▶ _TEXT TO READ_:
The Self-Taught Gardener: Hydrotherapy
Sometimes the oddest of circumstances can remind us how a landscape can provide us solace. It’s no surprise that a walk through a garden can lower our blood pressure, but who would have thought that images of a cooling landscape could lower my systolic pressure as I sat in the veterinarian’s emergency room waiting to find out why my beloved pet Fred had developed such pain overnight. And yet, as I waited there, the only thing that seemed to keep me calm was an image of Fred sitting the week before beside the newly restored Peavey Plaza outside of Orchestra Hall in Minneapolis.
This modernist masterpiece, built in 1975 by landscape architect M. Paul Friedberg, is a sunken plaza and amphitheater. It was saved recently from demolition through the efforts of Charles Birnbaum and the Cultural Landscape Foundation, local leaders, and the Preservation Alliance of Minnesota, which sued to save the historic site. Although the plaza has its share of plantings, it is primarily remembered for its use of concrete and water to create an escape from city life. The newly restored site, recently reopened, reminded me that water is one of the most important components in a garden.

▶ _CHALLENGES_:
A. According to the gardening essay, who designed Peavey Plaza, and in what year was it built?
B. Carry the gardening essay forward, starting right after its final sentence.
The rows that follow have no connection to the gardening essay.

▶ _DATASET EXTRACT_:

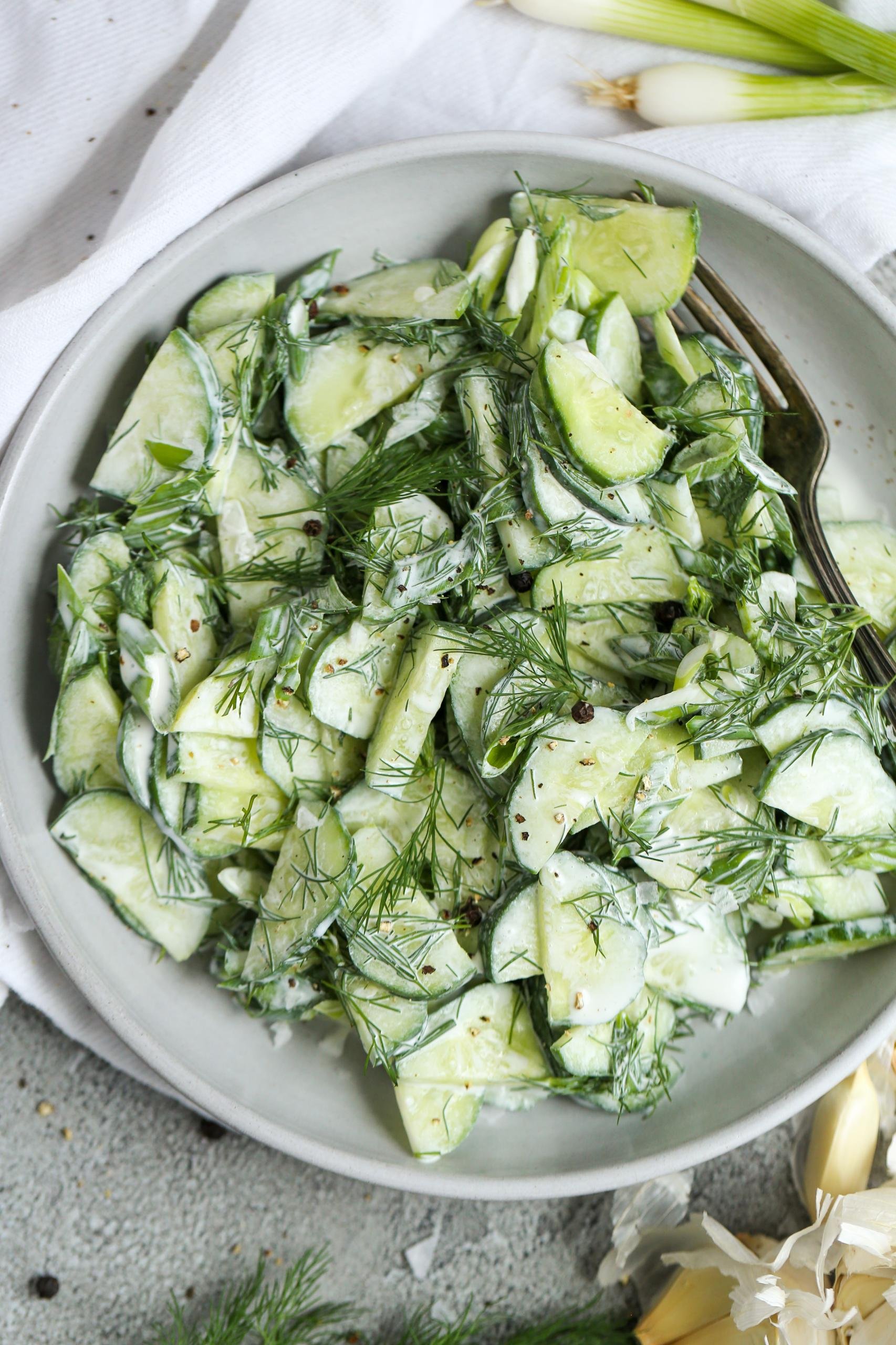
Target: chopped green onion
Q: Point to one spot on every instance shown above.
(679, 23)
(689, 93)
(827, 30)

==

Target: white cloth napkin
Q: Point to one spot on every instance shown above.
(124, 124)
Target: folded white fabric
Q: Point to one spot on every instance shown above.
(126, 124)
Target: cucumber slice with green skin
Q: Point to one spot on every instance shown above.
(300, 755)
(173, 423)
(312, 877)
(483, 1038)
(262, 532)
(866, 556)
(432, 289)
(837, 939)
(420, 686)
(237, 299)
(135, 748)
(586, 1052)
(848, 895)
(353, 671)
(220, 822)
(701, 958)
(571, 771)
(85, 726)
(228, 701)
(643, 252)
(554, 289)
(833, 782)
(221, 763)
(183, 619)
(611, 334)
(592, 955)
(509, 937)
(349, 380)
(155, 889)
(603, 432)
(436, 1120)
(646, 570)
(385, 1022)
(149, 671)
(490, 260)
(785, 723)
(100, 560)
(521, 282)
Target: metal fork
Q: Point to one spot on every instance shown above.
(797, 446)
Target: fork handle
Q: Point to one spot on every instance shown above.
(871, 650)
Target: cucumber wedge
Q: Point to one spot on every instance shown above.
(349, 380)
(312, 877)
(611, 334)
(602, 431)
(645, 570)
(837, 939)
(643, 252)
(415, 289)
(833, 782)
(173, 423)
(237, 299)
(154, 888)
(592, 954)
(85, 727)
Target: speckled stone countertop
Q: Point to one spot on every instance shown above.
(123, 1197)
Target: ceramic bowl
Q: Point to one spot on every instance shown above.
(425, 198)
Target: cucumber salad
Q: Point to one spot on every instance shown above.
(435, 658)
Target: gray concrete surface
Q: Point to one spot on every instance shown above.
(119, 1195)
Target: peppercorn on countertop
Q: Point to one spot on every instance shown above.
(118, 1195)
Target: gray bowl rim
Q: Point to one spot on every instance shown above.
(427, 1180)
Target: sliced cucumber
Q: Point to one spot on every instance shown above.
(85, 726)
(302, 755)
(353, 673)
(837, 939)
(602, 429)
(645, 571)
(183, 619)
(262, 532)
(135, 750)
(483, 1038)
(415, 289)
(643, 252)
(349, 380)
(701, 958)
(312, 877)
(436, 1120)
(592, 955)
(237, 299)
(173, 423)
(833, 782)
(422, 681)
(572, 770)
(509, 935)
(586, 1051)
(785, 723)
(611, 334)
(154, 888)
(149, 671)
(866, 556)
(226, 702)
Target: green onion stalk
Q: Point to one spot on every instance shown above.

▶ _PER-TASK ANSWERS_:
A. Landscape architect M. Paul Friedberg built it in 1975.

B.
Water, like plants, has a way of soothing and calming us, sustaining us, and transporting us back to the children we once were. I remember days spent lying about on this plaza outside Orchestra Hall with friends, like me, just out of college and daydreaming of where we would find ourselves in the years ahead. And then I thought of other such “watering holes” that had crossed my path in the years since — a rill that bisected the courtyard at the Alhambra or another that ran through the gravel garden of Hollister House Garden, a reflecting pond at the Garden of the Golden Pavilion in Kyoto, the pool at the Beverly Hills Hotel, or just simply footage from a Tarantino film of the pool at the Playboy Mansion (which oddly seemed to symbolize humankind’s need for solace in changing times – a peace that was about to be broken in the fateful months leading up to the Manson murders.) Water comforts us. It helps us to find peace and to feel like the answers to our questions are near. Rain, often an answer to our prayers for our desiccated landscapes, calms our nerves as well, provided it does not come down at a rate of six inches per hour or go on for forty days and nights.
As I sat awaiting the vet’s opinion, I found myself floating back again and again to Peavey Plaza, with its rectilinear fountains sending water cascading into pools below and also into its long rectangular shallow pool where children splashed the week before on a hot summer afternoon. This image, like something out of a favorite film, brought with it a rush of joy and the odd comfort that all will be right with the world.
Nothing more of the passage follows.